Start of Source document
Artificial intelligence helps Britain’s railway see the wood from the trees
Computer aided imaging from the cab can helping monitor lineside vegetation swiftly, safely and cheaply. A consortium of commercial and academic interests have collaborated with Network Rail to take control of the growing problem along the railway lines of Britain. For the first time the whole 20,000-mile (32,000km) network can be monitored economically in real-time, dramatically increasing the effectiveness of expert surveyors. All that’s missing is a fast moving freight train.
The UK Centre for Ecology and Hydrology (UKCEH) and technology firm Keen AI have been working with Network Rail, to develop innovative solutions to remotely monitor biodiversity. They have demonstrated that AI can identify invasive species by the track as well as native trees that are potentially at threat due to disease such as ash dieback. The real-time data capability will enable railway workers to carry out appropriate action, as part of Network Rail’s commitment to achieve biodiversity net gain on its land by 2035.
UKCEH, which has four locations across Great Britain, and Keen AI from Birmingham, have created software that can identify everything from unhealthy ash trees to Japanese knotweed – the latter a major source of complaints from railway neighbours.
The partners are now developing camera equipment capable of taking clear photographs of vegetation on a fast train. So far, they have held two successful trials – return trips between Birmingham and Aberystwyth, and between Weymouth and Moreton in Dorset.
Freight could play a pivotal part
“Our equipment was able to take thousands of clear images from a train travelling at up to 80mph [125kph], explained Doctor Tom August, computational ecologist at UKCEH. “Our AI software can identify species to a high level of accuracy.” That could be the answer to Network Rail’s 200 million pound (233 million euro) annual budget for vegetation management.
Freight operators will have already spotted that the maximum speed at which the system is effective would be too slow for most express passenger trains, but fits nicely into the pattern of freight movements.
A better balance between operations and nature
Keen AI in Birmingham say they have been pushing the boundaries of what is possible when it comes to the speed of the camera, quality of images and size of the system, all while keeping it flexible and low-cost. The team are working to improve the system, increasing the rate of image capture and ensuring each is precisely mapped. They aim to raise effective operational deployment to100mph (160kph).
Network Rail says the AI work will support its sustainability strategy, in order to strike a better balance between running the railway and helping nature thrive. “With 52,000 hectares of land to manage and seven million people living close to our railway, improving the biodiversity is a vital task which requires forward-thinking solutions”, said Doctor Neil Strong, Network Rail’s Biodiversity Strategy Manager. “The partnership with UKCEH and Keen AI has shown that using AI can be a safer, quicker, more-cost-effective and more comprehensive way of monitoring land surrounding the railway, and help us realise our ultimate goal of achieving a biodiversity net gain by 2035.”
End of Source document
Start of Record extracts
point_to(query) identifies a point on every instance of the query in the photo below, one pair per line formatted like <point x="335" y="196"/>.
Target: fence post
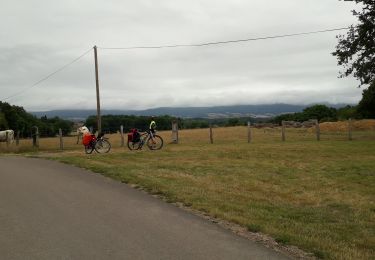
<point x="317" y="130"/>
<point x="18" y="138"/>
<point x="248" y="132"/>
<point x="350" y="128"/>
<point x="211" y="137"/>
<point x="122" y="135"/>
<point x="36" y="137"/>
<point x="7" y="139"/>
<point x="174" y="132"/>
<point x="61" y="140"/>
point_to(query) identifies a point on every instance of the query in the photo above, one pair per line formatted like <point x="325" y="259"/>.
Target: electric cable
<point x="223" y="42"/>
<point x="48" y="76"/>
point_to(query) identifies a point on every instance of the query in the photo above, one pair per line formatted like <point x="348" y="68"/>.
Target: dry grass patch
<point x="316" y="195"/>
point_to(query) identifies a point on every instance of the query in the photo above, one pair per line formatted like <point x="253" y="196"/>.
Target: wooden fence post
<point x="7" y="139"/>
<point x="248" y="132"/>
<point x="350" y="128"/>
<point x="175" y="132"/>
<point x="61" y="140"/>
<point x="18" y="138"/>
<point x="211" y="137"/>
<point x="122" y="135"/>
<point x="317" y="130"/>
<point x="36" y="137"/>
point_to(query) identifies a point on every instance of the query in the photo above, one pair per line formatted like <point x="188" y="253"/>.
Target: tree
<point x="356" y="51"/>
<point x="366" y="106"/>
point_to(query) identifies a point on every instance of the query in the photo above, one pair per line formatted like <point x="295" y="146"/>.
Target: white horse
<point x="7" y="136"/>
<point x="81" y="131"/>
End of Record extracts
Start of Record extracts
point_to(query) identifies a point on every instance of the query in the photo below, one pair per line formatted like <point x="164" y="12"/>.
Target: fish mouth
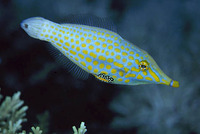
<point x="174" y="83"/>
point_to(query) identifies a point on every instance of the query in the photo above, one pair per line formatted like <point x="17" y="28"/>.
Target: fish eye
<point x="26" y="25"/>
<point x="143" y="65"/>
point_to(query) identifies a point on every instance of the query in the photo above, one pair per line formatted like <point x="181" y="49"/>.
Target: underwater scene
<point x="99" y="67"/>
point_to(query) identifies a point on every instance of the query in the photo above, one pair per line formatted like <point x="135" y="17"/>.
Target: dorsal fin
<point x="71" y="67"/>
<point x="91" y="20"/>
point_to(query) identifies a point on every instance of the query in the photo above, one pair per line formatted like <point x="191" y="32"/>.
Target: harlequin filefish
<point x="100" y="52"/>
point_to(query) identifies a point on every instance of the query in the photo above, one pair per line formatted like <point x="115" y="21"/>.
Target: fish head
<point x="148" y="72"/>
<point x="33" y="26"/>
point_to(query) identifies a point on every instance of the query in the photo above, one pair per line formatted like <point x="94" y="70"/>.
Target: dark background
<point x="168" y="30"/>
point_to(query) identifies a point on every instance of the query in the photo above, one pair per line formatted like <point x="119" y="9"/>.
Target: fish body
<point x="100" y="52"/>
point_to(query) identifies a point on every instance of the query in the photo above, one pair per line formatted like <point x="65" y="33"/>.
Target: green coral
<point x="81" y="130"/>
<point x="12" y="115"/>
End of Record extracts
Work item:
Could you duplicate the railway vegetation article from "Artificial intelligence helps" to "moving freight train."? These records stand apart from the railway vegetation article.

Exercise solution:
Artificial intelligence helps Britain’s railway see the wood from the trees
Computer aided imaging from the cab can helping monitor lineside vegetation swiftly, safely and cheaply. A consortium of commercial and academic interests have collaborated with Network Rail to take control of the growing problem along the railway lines of Britain. For the first time the whole 20,000-mile (32,000km) network can be monitored economically in real-time, dramatically increasing the effectiveness of expert surveyors. All that’s missing is a fast moving freight train.